-- EXERCISE INPUT start --

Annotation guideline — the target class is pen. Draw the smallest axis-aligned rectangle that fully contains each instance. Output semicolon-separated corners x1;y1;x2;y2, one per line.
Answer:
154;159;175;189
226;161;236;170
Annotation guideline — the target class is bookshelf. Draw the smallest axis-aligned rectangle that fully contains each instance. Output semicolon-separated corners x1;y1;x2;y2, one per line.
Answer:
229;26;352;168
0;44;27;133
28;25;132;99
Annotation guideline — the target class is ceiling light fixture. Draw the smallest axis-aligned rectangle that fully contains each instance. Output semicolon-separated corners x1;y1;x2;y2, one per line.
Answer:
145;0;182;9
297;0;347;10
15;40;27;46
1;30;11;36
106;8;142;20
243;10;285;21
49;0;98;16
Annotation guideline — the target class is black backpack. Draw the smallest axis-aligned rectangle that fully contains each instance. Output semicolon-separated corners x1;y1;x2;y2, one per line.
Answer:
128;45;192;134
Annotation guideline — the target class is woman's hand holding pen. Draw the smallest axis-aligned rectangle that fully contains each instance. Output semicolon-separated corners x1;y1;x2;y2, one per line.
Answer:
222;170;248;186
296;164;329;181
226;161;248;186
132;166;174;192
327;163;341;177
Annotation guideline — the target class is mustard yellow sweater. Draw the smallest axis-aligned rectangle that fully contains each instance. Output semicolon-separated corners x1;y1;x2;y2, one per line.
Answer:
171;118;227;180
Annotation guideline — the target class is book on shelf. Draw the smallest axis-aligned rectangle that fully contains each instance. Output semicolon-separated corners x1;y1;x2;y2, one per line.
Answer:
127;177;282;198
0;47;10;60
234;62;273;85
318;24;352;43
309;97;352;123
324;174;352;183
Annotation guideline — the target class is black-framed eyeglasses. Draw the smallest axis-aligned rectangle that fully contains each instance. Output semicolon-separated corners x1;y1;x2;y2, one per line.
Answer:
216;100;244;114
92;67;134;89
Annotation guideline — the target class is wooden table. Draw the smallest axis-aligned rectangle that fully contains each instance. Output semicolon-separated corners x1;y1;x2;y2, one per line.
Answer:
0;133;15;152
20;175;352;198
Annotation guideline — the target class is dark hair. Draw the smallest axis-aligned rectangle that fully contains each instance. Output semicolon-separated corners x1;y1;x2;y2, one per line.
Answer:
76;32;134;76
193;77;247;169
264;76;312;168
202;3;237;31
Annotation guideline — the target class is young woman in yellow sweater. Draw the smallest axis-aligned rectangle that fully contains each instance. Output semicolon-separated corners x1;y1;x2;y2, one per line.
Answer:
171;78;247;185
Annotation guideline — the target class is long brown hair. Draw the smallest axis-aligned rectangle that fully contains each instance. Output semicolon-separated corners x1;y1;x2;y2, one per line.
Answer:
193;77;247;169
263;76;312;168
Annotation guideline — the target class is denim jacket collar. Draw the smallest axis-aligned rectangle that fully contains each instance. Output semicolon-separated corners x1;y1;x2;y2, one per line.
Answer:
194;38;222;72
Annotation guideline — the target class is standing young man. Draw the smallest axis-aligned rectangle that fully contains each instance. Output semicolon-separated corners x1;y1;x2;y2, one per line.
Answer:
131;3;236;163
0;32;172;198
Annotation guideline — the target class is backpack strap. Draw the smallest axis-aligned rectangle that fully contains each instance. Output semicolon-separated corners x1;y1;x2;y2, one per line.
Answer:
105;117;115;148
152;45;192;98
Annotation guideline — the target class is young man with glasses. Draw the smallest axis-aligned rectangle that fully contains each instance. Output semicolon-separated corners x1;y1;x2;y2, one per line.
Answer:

-- EXERCISE INPUT end --

◆ DESCRIPTION OF THE TASK ◆
Write out the entire listing above again, line for line, with no changes.

◆ TASK RESULT ◆
Annotation guideline — the target class is pen. Draw the smallest axis-aligned rectangle that fully contains each instance. Output semicolon-separated corners x1;y1;x2;y2, one per line.
Answer:
154;159;175;189
226;161;236;170
Annotation guideline — the target class is bookshelf. Draw the smallest axis-aligned rectangle that fully contains each instance. Output semicolon-separated corners x1;y1;x2;y2, one per line.
Answer:
229;26;352;168
0;44;27;133
28;25;132;99
Annotation guideline — the target class is ceiling light fixture. Draw the smallest axis-aligned rectangle that fully contains each instance. Output semicolon-separated corners x1;y1;x2;y2, one per line.
Answer:
145;0;182;9
297;0;347;10
15;40;27;46
1;30;11;36
106;8;142;20
243;10;285;21
49;0;98;16
Annotation guideline — the target class is black backpack. Draw the smallest axis-aligned rectangle that fully contains each instance. Output semicolon-separated corners x1;y1;x2;y2, one per line.
Answer:
128;45;192;134
Annotation guideline — the target class is woman's hand holding pen. Draw the smallest axis-aligned rectangle that fully contains each instance. Output semicolon-separated corners x1;y1;x2;y2, one per line.
Answer:
222;170;248;186
296;164;329;181
226;161;248;186
132;166;174;192
327;163;341;177
Annotation guideline — the target class is mustard yellow sweater. Draw the smallest axis-aligned rectangle that fully contains each instance. Output semicolon-separated corners x1;y1;x2;y2, one per line.
Answer:
171;118;227;180
Annotation guideline — the target class is book on shelf. Draw the smallest axis-aligned rectangle that fully contains each instance. Output semicolon-separated corners x1;y1;x2;y2, one per line.
Answer:
127;177;282;198
0;47;10;60
234;62;273;85
318;24;352;43
309;97;352;123
324;174;352;183
Annotation guideline — the target class is black-framed eyeglasses. Draw the smallest axis-aligned rectangle that fully contains each instance. Output semicolon-separated corners x1;y1;x2;y2, one per line.
Answer:
216;100;244;114
92;67;134;89
Annotation guideline — the target class is wooden table. Draw the smallest axis-aligned rectangle that fully contains each instance. Output semicolon-separated corners x1;y1;x2;y2, one per line.
Answer:
0;133;15;152
20;175;352;198
Annotation guideline — the target class is dark hair. Draw the smallest axis-aligned rectangle that fully contains each instance. Output semicolon-separated corners x1;y1;x2;y2, one per line.
Answer:
76;32;134;76
193;77;247;169
264;76;312;168
202;3;237;31
Annotation guideline — the target class is young woman in yellow sweater. Draw the smallest axis-aligned rectangle that fully contains each instance. Output semicolon-separated corners x1;y1;x2;y2, one per line.
Answer:
171;78;247;185
Annotation guideline — the target class is long brown hair. Draw the smallest axis-aligned rectangle that fully contains each instance. Output semicolon-separated corners x1;y1;x2;y2, one per line.
Answer:
193;77;247;169
263;76;312;168
Annotation guideline — the target class is denim jacket collar. Draw the smallest axis-aligned rectangle that fully contains each instance. Output semicolon-separated corners x1;y1;x2;y2, one per line.
Answer:
194;38;222;72
Annotation guideline — the target class is standing young man. Draw the smallest axis-aligned rectangle that fully contains each instance. Output semicolon-separated corners x1;y1;x2;y2, one per line.
Answer:
131;3;236;163
0;32;172;198
Annotation guideline — the target class is backpack strap. Draw the smallest axis-aligned rectangle that fully contains each instance. Output semicolon-separated corners x1;y1;x2;y2, one per line.
Answer:
105;117;115;148
152;45;192;98
Annotation guideline — the target class is young man with glasses. Draw the smallest axis-aligned rectangle that fully contains each instance. Output semicolon-separated corners x1;y1;x2;y2, one per line.
Answer:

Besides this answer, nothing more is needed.